» Excerpt to read
□ □ □
With the end of major combat operations against ISIS in Iraq, some soldiers with the 10th Mountain Division currently deployed there might be home before the end of their scheduled nine-month tour.
Maj. Gen. Walter Piatt took over the Combined Joint Forces Land Component Command in March from the 1st Armored Division, but that job didn’t last long as the unit deactivated, transferring its mission to the Combined Joint Task Force-Operation Inherent Resolve.
And that’s a good thing, Piatt said.
The two-star general had previously served as a commander in Iraq on separate deployments from 2006 to 2008. He said the professionalism and transformation of the Iraqi Security Forces and Iraqi Army is “truly historic.”
The 3rd Brigade of the 10th Mountain out of Fort Polk, Louisiana, is set to return home this month on the regularly scheduled end of their nine-month tour, Piatt said. But more who recently arrived could also return in the coming months.
Due to Defense Department policy, Piatt declined to disclose exact numbers of U.S. forces in Iraq or how many might return earlier than their nine-month deployment, set to end later this year.
At its height there were an estimated 5,000 U.S. military personnel in Iraq and in recent months reports have indicated another 2,000 U.S. military personnel in Syria.
Though the mission has shifted, U.S. military involvement will not end any time soon.
Brig. Gen. Yahya Abdullah, an Iraq Security Force spokesman, said in a release that the CJTF-OIR partnership will “endure for years to come.”
And across the border, fighting continues, as a CJTF-OIR release Tuesday noted that Syrian Democratic Forces had announced their drive to reclaim ISIS territory in the Middle Euphrates River Valley.
That highlights the ongoing fight outside of Iraq’s borders that remains on the radar of both U.S. and Iraqi forces.
More than a year ago, preparations for a combat deployment began as Mountain soldiers under Piatt’s command watched as first the 1st Infantry Division out of Fort Riley, Kansas and then the 1st Armored Division out of Fort Bliss, Texas provided intelligence, logistics and other enabling elements for Iraqi troops to go after ISIS, ultimately re-taking the city of Mosul last year in a drawn out urban battle.
As that fighting raged and the major battles concluded, the previous U.S. unit missions shifted.
The two-star credited those previous units for helping the Iraqis accomplish their mission of flushing out and destroying ISIS units, which has led to the unit deactivation and shift to a training and advising focus.
□ □ □
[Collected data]
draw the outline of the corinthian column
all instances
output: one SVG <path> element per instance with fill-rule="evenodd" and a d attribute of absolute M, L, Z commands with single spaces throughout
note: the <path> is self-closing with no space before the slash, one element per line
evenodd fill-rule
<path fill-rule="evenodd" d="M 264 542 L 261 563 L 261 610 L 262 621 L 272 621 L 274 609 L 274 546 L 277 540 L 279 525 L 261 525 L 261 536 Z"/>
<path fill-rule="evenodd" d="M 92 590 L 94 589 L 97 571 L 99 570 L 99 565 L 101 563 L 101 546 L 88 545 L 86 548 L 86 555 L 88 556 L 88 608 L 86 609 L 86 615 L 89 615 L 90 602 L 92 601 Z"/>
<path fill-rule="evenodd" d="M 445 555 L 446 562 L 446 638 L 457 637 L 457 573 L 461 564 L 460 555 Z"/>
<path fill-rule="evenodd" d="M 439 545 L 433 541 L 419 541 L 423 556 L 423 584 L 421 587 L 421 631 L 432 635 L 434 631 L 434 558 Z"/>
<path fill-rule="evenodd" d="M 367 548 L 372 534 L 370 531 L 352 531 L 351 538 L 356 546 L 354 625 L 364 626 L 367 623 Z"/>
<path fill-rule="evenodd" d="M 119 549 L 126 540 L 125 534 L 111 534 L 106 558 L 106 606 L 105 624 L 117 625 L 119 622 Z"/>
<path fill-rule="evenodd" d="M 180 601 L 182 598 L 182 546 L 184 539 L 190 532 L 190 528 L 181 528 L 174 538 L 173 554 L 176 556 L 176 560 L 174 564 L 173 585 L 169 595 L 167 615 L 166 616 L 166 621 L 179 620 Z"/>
□ □ □
Carry the news report on the 10th Mountain Division in Iraq further, starting after its last sentence. Nothing in the listing matters here.

» Exercise response
So did both the pre-deployment training for the 10th Mountain soldiers, as they prepared for a training mission, which some will continue to do as Iraqis build their ability to defend their borders, Piatt said.
And in recent weeks, the day-to-day lives of soldiers on the ground has also changed, he said.
“They were living on dirt-floor fire bases and forward operating bases and now they’re helping man operations centers with the coalition and our division staff,” Piatt said.
Iraqi forces in the interior of the country and on its border edges continue to capture and destroy caches of explosives, weapons and ammunitions daily, Piatt said.
That has “kept the pressure on,” preventing ISIS fighters from building a capacity to launch take back territory.
At the same time keeping ISIS fighters from returning to Iraq is another key priority.
“Our mission for months now has been training border guard forces,” Piatt said.
That means more than just guarding checkpoints.
“No border is secured on the border itself, it has to be secured in depth,” Piatt said.
Part of that defense plan is “ruthlessly pursuing ISIS,” the two-star said.
With the shift to the CJTF-OIR headquarters in Kuwait some soldiers will find themselves in those command centers. But others remain “fused” with the Iraqi units they continue to train, Piatt said.
Those sit in Baghdad, Mosul, Kirkuk, Anbar province and near the Al Asad Air Base in Jazeera, he said.
That fusion gives the Iraqi Army the ability to employ their forces in key areas of operation and gives ISIS fighters “no gaps or areas to hide.”